Saved entries:

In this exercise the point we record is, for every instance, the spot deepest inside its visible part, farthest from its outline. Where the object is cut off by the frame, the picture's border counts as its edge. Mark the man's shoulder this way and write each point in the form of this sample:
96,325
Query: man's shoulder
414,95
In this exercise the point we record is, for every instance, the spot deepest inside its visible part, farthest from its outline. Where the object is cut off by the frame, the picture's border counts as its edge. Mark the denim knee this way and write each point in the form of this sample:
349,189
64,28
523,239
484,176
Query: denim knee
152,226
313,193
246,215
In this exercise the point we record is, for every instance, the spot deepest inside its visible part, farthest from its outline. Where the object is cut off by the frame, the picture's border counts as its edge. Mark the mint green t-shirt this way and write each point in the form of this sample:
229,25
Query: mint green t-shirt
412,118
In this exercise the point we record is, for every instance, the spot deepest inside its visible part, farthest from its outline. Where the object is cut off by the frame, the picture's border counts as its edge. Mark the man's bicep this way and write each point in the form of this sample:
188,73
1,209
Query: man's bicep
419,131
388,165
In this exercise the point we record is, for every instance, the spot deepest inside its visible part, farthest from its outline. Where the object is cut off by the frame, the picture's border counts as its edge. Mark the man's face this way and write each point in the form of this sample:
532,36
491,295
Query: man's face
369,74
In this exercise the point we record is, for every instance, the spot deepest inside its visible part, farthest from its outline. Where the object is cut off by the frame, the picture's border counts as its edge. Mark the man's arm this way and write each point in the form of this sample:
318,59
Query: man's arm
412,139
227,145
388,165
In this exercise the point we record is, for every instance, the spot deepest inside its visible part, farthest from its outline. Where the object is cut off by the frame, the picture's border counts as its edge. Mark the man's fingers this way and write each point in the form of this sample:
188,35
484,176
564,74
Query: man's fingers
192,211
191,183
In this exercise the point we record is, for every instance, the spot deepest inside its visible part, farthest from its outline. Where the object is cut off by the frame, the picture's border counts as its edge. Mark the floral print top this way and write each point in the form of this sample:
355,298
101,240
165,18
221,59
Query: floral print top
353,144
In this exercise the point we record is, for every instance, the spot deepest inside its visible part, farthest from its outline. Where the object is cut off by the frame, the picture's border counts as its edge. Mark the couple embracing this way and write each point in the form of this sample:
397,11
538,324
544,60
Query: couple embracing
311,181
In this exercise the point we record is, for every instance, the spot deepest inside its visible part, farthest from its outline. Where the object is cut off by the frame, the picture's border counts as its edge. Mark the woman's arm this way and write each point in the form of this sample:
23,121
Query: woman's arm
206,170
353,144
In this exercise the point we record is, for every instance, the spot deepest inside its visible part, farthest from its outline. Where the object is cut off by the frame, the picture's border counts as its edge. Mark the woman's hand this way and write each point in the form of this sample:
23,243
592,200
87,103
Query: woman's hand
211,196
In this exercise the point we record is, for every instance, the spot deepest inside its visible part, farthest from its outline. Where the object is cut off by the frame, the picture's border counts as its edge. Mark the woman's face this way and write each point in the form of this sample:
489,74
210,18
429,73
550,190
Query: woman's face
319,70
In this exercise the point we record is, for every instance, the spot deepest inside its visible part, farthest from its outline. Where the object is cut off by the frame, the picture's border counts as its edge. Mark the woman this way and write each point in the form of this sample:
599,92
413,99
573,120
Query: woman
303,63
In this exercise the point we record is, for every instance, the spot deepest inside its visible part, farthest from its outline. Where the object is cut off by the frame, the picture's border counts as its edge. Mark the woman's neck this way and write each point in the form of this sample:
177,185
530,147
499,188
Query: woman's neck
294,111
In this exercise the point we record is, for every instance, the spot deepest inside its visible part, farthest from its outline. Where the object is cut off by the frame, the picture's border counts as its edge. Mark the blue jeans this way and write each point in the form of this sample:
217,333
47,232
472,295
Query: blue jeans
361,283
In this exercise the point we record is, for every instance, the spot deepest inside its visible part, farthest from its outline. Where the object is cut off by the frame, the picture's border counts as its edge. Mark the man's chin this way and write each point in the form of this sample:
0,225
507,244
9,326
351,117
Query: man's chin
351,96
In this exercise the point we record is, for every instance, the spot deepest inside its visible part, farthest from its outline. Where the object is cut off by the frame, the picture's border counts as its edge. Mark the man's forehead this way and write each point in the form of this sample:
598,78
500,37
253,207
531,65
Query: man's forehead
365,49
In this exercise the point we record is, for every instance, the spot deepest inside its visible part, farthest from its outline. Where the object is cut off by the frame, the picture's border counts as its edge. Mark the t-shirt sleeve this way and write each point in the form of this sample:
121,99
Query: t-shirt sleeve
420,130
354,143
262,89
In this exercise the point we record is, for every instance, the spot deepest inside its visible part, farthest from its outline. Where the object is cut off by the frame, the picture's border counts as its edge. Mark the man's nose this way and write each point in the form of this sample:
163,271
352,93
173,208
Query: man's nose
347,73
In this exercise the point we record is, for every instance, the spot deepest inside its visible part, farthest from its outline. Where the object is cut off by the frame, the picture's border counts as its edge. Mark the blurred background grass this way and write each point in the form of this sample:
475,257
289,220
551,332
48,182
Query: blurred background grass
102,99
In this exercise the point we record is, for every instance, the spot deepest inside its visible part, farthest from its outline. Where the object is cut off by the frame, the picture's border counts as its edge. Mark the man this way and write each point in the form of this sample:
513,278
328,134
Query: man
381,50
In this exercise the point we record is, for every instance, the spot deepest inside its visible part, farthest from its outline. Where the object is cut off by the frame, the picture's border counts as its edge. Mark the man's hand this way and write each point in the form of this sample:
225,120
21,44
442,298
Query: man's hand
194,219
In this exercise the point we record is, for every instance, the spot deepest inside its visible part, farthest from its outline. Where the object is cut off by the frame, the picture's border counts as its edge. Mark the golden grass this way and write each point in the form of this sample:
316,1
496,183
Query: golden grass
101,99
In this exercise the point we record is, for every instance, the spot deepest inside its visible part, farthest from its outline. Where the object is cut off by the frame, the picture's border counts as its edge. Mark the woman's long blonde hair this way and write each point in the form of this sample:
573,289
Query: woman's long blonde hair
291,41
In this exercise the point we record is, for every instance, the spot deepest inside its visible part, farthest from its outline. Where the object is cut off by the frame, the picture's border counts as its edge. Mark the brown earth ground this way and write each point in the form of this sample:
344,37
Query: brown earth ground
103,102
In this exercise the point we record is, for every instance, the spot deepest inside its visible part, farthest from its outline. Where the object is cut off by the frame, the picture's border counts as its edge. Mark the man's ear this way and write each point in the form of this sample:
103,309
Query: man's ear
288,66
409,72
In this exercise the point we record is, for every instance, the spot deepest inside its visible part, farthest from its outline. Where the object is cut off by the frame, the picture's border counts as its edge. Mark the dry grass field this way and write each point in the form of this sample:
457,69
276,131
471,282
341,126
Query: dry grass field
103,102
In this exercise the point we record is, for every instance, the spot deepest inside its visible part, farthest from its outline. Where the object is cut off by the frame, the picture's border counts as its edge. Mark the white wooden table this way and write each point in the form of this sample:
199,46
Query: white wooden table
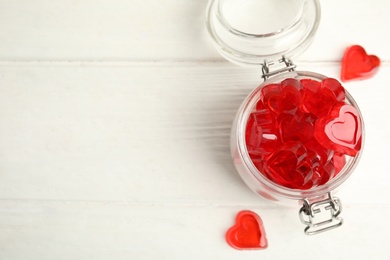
114,134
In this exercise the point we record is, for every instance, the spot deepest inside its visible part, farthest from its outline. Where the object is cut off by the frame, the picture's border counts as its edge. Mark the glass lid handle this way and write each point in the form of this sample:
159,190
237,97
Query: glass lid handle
322,215
282,65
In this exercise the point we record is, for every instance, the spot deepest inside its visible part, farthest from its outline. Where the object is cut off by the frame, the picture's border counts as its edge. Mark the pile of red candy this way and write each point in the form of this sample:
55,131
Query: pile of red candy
300,132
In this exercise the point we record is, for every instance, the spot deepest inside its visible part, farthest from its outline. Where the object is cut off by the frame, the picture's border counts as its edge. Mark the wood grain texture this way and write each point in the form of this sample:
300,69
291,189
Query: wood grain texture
143,132
163,30
114,135
77,230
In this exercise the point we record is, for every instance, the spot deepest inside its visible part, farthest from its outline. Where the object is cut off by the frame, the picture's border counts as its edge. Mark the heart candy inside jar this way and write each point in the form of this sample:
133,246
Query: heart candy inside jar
301,132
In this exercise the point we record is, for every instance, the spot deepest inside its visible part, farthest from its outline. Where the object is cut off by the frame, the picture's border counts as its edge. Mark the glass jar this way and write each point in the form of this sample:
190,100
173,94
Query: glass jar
268,34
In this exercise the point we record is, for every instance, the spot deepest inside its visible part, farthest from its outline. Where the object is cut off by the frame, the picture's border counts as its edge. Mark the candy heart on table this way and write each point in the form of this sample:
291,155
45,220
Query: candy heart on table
341,131
356,64
248,232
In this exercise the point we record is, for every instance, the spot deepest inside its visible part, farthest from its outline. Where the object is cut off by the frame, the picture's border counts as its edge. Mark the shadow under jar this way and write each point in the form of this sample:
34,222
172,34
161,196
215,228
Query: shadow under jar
299,135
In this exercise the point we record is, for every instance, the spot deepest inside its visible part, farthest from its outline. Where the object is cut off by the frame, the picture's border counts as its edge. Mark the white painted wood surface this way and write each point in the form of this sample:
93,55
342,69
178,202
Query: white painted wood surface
114,135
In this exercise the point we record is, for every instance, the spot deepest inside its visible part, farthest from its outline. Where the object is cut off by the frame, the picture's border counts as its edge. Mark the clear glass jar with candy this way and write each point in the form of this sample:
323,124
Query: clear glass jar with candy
298,136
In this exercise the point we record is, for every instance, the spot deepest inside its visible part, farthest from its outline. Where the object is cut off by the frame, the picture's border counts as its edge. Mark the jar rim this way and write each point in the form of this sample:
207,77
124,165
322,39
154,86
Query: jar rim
248,48
242,117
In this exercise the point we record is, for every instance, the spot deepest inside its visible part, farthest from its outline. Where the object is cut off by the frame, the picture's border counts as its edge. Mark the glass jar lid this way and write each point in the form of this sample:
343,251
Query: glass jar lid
250,32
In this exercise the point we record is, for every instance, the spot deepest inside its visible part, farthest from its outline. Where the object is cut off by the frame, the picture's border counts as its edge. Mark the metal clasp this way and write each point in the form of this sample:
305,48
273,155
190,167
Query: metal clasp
322,215
288,67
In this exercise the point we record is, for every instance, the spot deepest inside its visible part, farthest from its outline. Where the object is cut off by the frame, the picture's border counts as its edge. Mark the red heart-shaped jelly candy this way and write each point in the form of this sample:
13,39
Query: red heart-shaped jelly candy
261,133
320,97
296,128
341,131
247,233
282,98
356,64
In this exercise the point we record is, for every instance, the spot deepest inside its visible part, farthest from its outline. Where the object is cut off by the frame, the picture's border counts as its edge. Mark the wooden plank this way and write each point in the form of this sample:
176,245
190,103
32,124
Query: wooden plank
163,30
151,132
77,230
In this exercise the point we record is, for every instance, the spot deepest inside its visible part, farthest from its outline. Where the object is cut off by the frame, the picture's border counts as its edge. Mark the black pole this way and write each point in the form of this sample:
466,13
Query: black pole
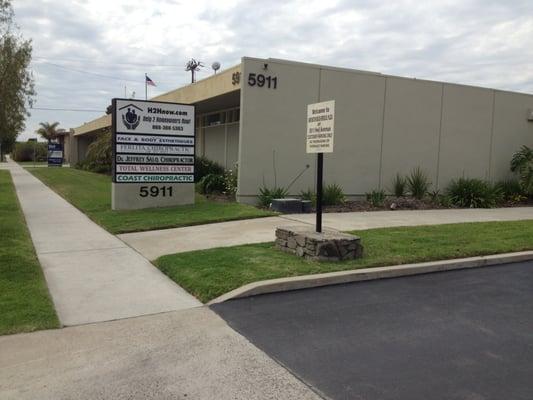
319,170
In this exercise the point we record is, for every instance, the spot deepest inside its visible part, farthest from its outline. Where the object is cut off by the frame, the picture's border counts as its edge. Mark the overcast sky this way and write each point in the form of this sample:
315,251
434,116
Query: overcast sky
86,52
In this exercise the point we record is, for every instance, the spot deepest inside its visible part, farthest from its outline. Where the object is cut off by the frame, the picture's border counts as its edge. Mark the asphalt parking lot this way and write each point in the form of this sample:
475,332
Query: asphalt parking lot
464,334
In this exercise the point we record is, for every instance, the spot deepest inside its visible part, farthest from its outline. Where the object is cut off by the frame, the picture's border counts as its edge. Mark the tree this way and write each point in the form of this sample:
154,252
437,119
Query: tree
48,130
522,163
16,80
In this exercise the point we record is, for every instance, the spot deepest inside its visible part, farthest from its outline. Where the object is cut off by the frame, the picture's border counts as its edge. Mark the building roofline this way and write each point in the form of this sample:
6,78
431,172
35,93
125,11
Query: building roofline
352,70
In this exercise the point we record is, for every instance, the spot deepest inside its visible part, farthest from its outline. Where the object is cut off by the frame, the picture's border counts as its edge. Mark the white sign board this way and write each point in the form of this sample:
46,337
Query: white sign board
320,127
154,118
153,154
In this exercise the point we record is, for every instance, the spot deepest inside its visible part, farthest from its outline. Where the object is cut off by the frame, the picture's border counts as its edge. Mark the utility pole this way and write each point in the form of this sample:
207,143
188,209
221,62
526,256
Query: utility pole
193,66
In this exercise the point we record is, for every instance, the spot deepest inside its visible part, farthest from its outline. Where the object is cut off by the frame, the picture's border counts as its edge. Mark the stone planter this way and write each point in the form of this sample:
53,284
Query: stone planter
325,246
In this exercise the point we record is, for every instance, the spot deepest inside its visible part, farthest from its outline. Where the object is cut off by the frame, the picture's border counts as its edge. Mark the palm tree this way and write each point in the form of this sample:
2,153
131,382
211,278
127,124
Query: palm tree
522,163
48,130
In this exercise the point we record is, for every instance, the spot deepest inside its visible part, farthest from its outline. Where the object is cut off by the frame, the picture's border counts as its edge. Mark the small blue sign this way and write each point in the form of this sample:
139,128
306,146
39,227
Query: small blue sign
55,154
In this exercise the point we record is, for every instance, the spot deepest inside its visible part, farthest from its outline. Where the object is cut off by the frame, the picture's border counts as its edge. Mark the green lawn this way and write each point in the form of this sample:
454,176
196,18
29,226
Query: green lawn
25,303
210,273
91,193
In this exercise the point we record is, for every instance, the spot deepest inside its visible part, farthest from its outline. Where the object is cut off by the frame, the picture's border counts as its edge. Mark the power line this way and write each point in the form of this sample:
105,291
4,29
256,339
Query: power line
66,109
100,75
90,60
90,73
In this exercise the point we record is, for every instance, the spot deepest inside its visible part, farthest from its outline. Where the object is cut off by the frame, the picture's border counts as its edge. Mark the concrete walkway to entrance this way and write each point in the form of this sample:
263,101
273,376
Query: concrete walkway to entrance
92,275
154,244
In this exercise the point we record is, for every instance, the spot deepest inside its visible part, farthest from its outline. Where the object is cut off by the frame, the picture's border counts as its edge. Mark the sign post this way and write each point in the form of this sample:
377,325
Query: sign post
320,131
153,154
55,154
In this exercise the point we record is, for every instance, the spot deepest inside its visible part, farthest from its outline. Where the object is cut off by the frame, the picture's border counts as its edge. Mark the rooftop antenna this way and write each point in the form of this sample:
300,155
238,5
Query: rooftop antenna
193,66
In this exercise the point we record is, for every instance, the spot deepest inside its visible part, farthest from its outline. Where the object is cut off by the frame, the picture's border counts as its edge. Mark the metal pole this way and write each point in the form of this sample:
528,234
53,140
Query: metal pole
319,173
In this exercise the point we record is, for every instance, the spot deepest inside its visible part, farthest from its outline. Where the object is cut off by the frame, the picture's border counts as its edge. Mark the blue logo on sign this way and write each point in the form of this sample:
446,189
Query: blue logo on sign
130,118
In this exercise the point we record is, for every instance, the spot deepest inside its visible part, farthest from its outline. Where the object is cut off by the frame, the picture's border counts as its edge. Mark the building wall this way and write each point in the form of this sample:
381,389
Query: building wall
384,125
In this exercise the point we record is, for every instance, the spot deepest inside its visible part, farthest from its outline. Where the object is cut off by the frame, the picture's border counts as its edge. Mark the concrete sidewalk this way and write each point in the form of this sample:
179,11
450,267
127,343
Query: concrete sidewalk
187,354
92,275
153,244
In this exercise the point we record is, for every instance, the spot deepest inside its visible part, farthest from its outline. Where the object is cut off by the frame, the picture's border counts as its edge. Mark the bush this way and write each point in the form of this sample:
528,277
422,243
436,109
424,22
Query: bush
204,166
309,195
266,195
376,198
473,193
418,183
230,181
332,195
511,190
522,164
399,185
99,155
212,183
23,151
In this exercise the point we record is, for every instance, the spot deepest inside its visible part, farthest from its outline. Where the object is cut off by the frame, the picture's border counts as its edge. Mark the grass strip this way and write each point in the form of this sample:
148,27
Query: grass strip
91,193
25,303
208,274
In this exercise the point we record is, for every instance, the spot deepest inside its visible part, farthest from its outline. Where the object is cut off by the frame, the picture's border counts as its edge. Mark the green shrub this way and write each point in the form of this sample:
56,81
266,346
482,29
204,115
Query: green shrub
212,183
522,164
418,183
399,185
99,155
266,195
473,193
511,190
376,197
23,151
332,195
308,194
204,166
230,181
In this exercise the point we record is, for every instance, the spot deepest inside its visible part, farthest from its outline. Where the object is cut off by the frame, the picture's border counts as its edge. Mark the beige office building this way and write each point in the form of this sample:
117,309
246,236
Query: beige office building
254,115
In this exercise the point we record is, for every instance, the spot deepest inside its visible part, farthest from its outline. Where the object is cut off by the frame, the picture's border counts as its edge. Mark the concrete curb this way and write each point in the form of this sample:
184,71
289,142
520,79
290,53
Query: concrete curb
366,274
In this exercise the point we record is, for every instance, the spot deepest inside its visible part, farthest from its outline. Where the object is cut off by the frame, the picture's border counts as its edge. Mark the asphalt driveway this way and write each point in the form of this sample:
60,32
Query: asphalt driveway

ACTIVITY:
Tally up the lines above containing "driveway"; the number is the full answer.

OUTPUT FOR THIS EXERCISE:
2